** Penggalan Teks **
Menurut hemat saya, sebagai contoh, ekonomi neoliberal yang kini dianut pemerintah adalah akibat lemahnya sikap politik berasas Pancasila dari para pengelola kebijakan ekonomi dan keuangan. Mereka meninggalkan nilai-nilai dasar Pancasila dengan alasan kelenturan ideologi bertopeng efisiensi. Contoh konkrit, kata mereka, lebih efisien mengimpor beras daripada susah-payah membuka lahan baru. Anehnya, di negeri eyangnya neoliberal, petani justru diproteksi. Akhirnya, Indonesia hanyut terbawa arus neoliberalisme, kapitalisme dan individualisme. Pancasila hanya menjadi pajangan. Impreliasme ekonomi menguasai Indonesia.
Maka, dalam pandangan saya, kriteria seseorang untuk menjabat menteri (pembantu Presiden), keberpihakan atau sikap politik yang teguh pada Pancasila adalah jauh lebih penting daripada nilai kompetensi (profesional). Jadi, seorang politisi (berideologi Pancasila dan taat asas) yang memiliki kompetensi (profesional) adalah jauh lebih baik (memiliki nilai tambah) menjadi menteri, daripada seseorang profesional murni yang apolitik dan/atau punya sikap politik yang netral/anti Pancasila.
Menteri itu adalah jabatan politik. Leadership politik itu diasah di partai politik. Seorang prefesional yang tidak pernah berani bersikap dalam politik, paling tidak pernah menjadi aktivis, sangat pantas diragukan kemampuan leadershipnya sebagai menteri yang adalah jabatan politik. Jabatan politik itu adalah suatu sarana kepemimpinan dan upaya kekuasaan (penentuan kebijakan publik) untuk mewujudkan kepedulian dan keberpihakan kepada rakyat, bangsa dan negara.

** Soal **
Tukarlah "partai politik" dengan "organisasi politik" pada bagian teks tentang Pancasila dan jabatan menteri yang dibuka dengan kata-kata "Menteri itu adalah" dan ditutup dengan "bangsa dan negara.", lalu tuliskan kembali bagian tersebut.

** Data Listing **
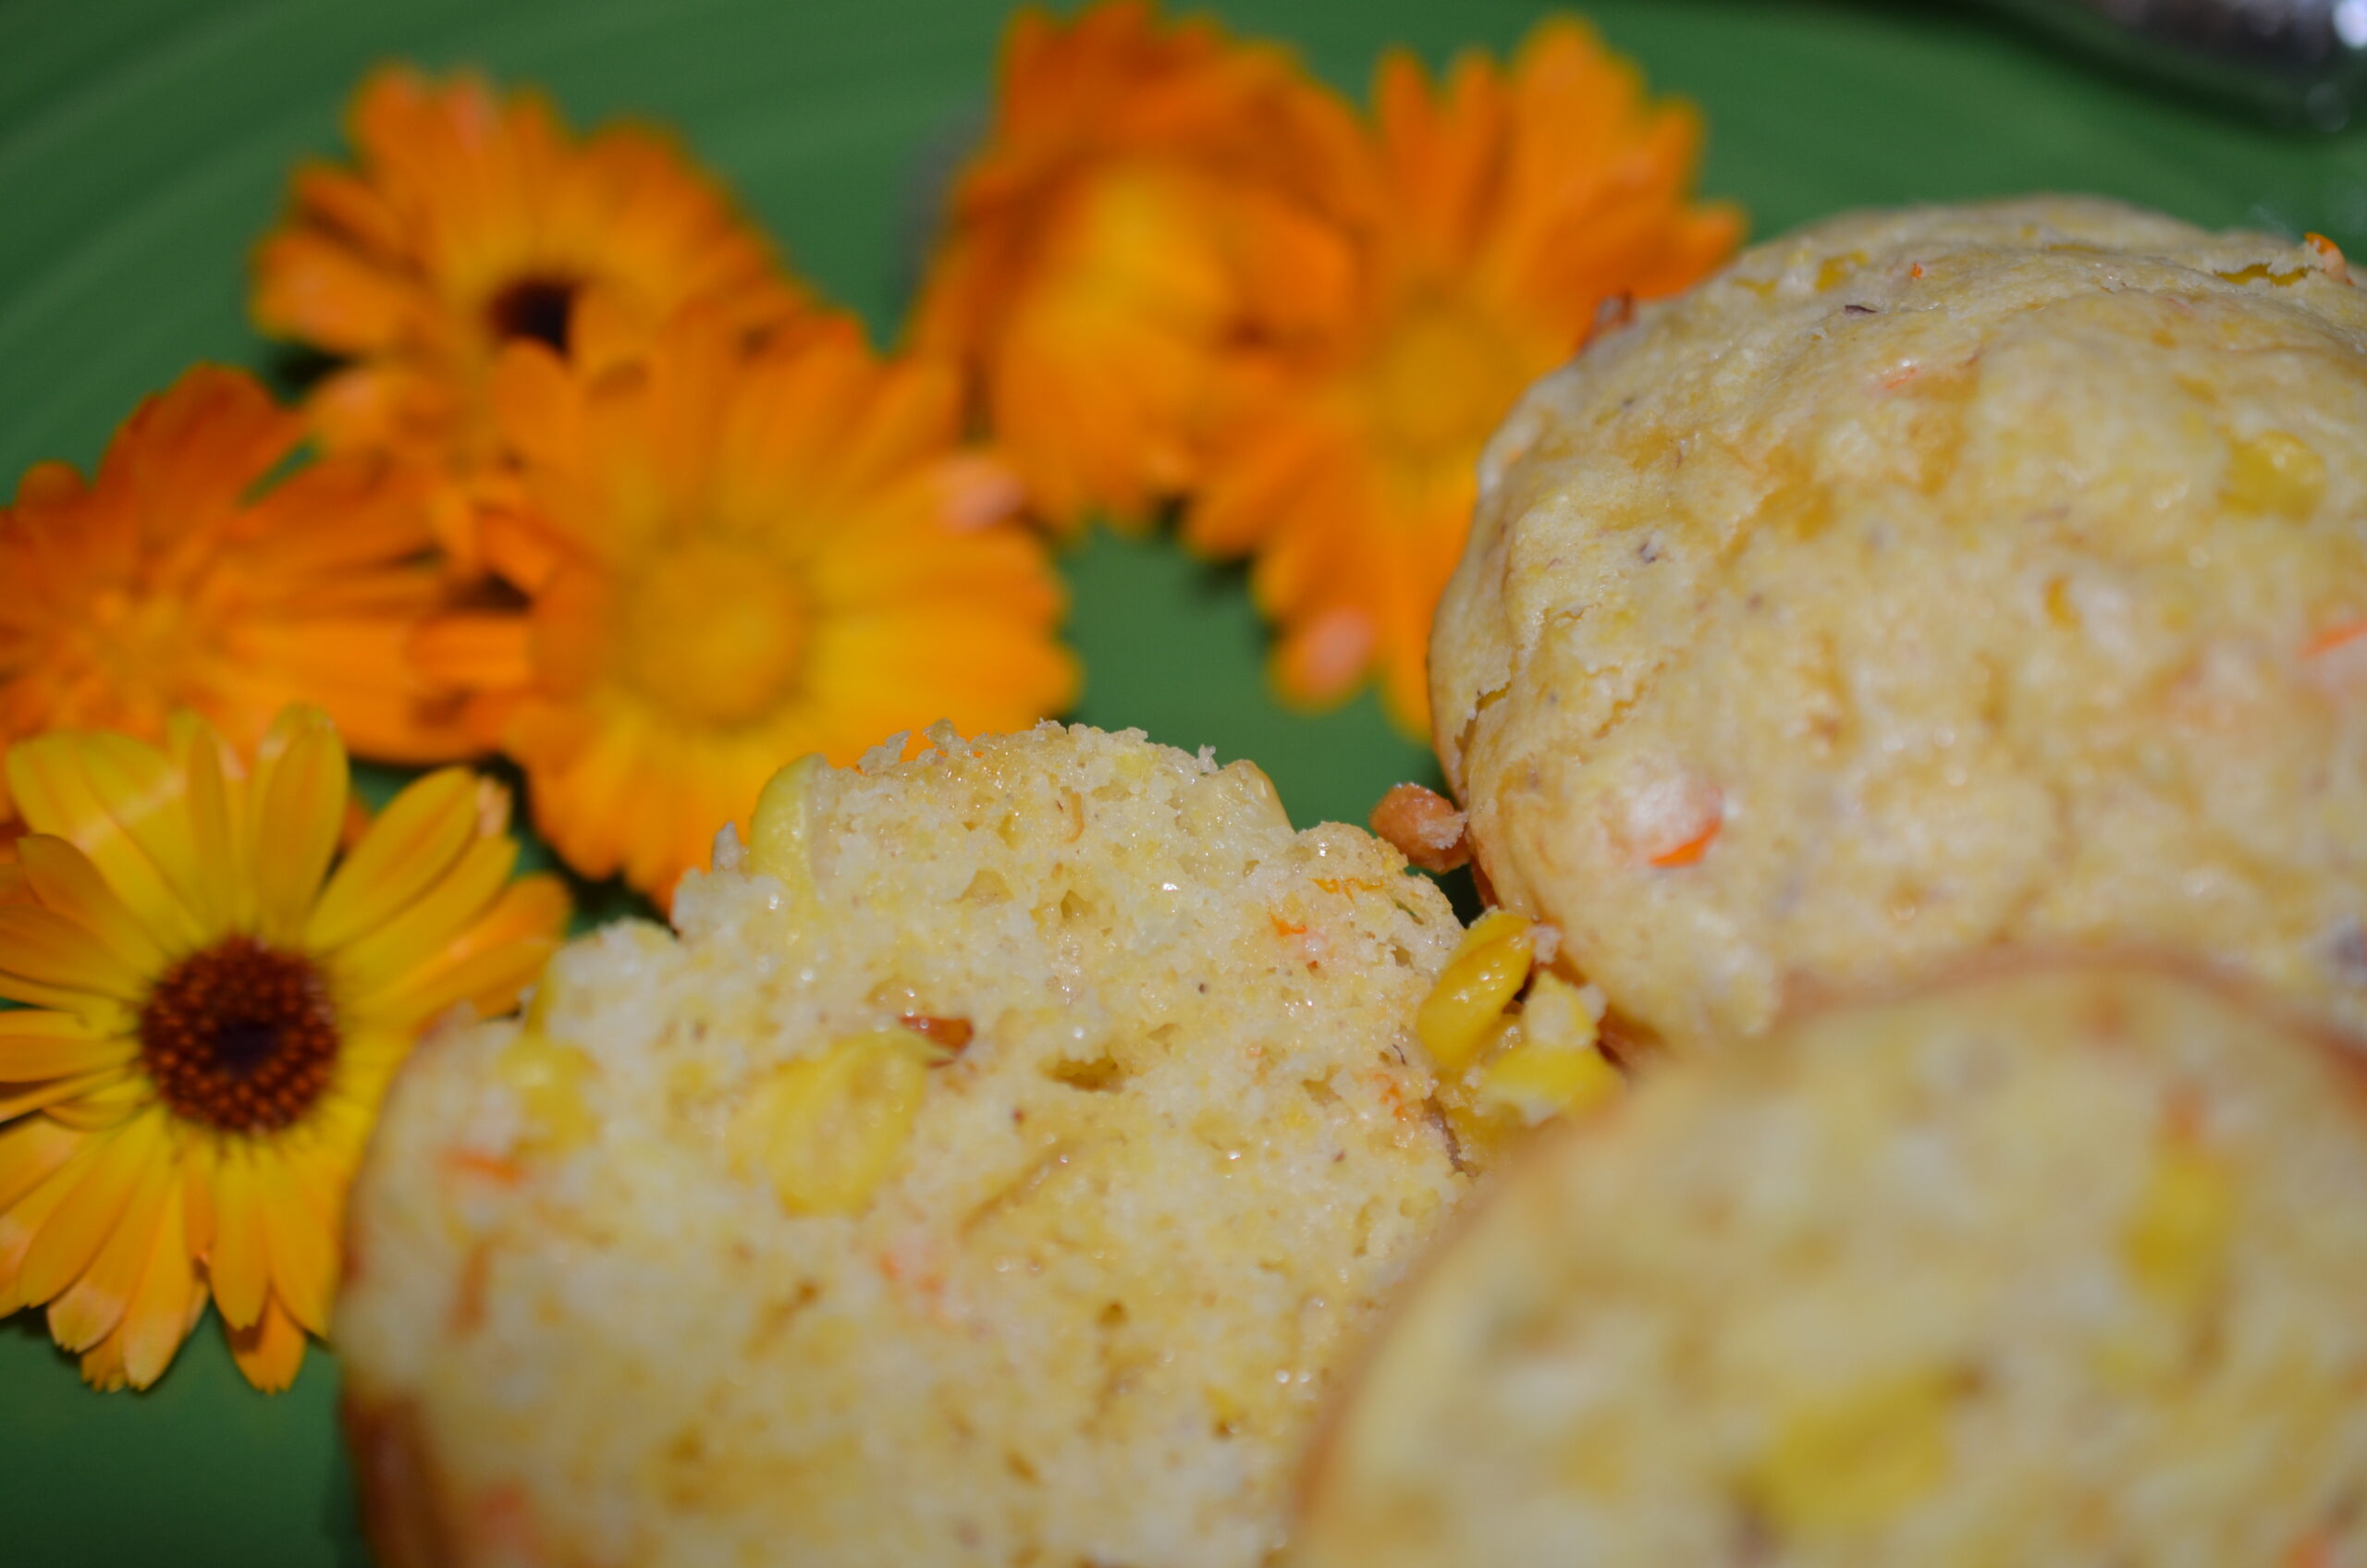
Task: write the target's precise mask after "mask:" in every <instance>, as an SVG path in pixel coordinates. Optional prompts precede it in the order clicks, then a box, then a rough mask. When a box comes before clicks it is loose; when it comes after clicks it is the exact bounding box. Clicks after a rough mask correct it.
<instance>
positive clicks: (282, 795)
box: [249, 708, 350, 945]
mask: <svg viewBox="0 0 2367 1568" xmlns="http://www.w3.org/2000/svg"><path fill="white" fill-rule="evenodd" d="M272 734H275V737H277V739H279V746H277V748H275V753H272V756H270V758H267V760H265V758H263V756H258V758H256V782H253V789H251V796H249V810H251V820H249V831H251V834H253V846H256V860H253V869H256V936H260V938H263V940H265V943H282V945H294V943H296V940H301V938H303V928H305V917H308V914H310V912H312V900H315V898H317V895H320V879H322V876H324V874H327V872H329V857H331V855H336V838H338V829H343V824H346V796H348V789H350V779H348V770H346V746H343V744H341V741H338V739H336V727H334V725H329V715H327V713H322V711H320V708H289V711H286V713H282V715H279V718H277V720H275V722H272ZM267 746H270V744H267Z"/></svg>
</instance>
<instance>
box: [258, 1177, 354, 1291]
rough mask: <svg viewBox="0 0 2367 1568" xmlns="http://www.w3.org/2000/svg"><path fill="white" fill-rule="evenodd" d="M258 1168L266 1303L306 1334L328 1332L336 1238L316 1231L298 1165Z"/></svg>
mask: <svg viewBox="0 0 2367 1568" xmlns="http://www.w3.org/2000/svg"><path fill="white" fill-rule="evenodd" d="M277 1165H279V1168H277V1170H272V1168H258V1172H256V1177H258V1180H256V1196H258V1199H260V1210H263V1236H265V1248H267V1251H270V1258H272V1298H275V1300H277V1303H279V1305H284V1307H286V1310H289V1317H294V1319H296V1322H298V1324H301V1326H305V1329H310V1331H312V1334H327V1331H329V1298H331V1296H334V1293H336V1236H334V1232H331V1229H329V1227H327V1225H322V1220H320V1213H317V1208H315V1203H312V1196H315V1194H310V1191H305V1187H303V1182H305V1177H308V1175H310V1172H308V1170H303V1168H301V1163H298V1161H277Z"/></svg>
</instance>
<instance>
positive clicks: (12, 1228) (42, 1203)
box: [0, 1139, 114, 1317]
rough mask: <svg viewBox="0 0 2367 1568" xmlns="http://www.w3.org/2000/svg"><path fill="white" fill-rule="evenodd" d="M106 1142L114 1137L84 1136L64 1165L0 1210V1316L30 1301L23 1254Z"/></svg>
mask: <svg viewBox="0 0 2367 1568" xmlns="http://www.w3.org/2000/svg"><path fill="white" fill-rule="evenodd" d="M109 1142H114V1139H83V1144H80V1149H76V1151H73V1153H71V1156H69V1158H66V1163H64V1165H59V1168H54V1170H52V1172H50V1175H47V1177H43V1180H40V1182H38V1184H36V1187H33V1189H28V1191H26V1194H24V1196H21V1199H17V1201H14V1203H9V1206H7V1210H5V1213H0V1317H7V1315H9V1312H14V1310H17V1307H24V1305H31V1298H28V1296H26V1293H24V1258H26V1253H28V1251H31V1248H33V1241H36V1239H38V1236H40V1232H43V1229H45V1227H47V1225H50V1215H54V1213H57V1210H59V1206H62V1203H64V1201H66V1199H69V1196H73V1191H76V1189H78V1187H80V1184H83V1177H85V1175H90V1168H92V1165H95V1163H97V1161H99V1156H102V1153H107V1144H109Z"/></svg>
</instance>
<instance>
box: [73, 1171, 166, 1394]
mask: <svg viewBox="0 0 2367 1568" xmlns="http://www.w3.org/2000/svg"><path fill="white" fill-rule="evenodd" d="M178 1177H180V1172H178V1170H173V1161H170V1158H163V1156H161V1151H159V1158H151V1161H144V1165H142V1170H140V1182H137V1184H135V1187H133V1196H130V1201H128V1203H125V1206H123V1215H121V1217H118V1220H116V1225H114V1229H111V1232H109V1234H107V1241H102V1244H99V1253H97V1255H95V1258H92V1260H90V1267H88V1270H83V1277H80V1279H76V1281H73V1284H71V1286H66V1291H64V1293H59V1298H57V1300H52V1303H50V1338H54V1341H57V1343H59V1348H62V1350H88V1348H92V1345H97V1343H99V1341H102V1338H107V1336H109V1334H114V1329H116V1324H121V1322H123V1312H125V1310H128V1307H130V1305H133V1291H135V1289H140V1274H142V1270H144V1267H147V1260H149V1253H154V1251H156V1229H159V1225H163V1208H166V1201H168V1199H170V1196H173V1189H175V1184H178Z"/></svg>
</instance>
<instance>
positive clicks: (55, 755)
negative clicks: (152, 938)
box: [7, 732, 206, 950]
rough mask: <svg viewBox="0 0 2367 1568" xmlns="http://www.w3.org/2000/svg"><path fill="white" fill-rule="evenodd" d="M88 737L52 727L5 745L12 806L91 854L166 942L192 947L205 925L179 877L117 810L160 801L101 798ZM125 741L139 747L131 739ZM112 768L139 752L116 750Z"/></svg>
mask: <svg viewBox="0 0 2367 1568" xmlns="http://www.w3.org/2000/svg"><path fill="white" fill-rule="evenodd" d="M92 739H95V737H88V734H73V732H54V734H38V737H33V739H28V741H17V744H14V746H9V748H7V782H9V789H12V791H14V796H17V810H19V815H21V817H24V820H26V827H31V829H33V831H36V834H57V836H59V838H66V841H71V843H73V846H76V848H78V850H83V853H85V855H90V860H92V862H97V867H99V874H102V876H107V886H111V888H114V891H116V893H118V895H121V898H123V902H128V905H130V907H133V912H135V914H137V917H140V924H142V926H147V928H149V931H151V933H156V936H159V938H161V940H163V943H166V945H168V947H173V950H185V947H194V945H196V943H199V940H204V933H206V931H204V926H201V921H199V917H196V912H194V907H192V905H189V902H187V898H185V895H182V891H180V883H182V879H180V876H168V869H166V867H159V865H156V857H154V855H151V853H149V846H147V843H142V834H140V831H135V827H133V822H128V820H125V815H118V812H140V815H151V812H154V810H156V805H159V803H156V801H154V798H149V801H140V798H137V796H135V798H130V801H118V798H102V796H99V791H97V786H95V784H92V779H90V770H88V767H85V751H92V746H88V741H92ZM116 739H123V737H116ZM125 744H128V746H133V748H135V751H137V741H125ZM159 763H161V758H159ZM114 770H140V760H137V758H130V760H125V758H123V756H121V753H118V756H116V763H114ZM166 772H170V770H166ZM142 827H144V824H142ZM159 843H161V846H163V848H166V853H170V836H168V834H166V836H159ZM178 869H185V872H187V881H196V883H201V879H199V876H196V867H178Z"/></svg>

** Jawaban Tugas **
Menteri itu adalah jabatan politik. Leadership politik itu diasah di organisasi politik. Seorang prefesional yang tidak pernah berani bersikap dalam politik, paling tidak pernah menjadi aktivis, sangat pantas diragukan kemampuan leadershipnya sebagai menteri yang adalah jabatan politik. Jabatan politik itu adalah suatu sarana kepemimpinan dan upaya kekuasaan (penentuan kebijakan publik) untuk mewujudkan kepedulian dan keberpihakan kepada rakyat, bangsa dan negara.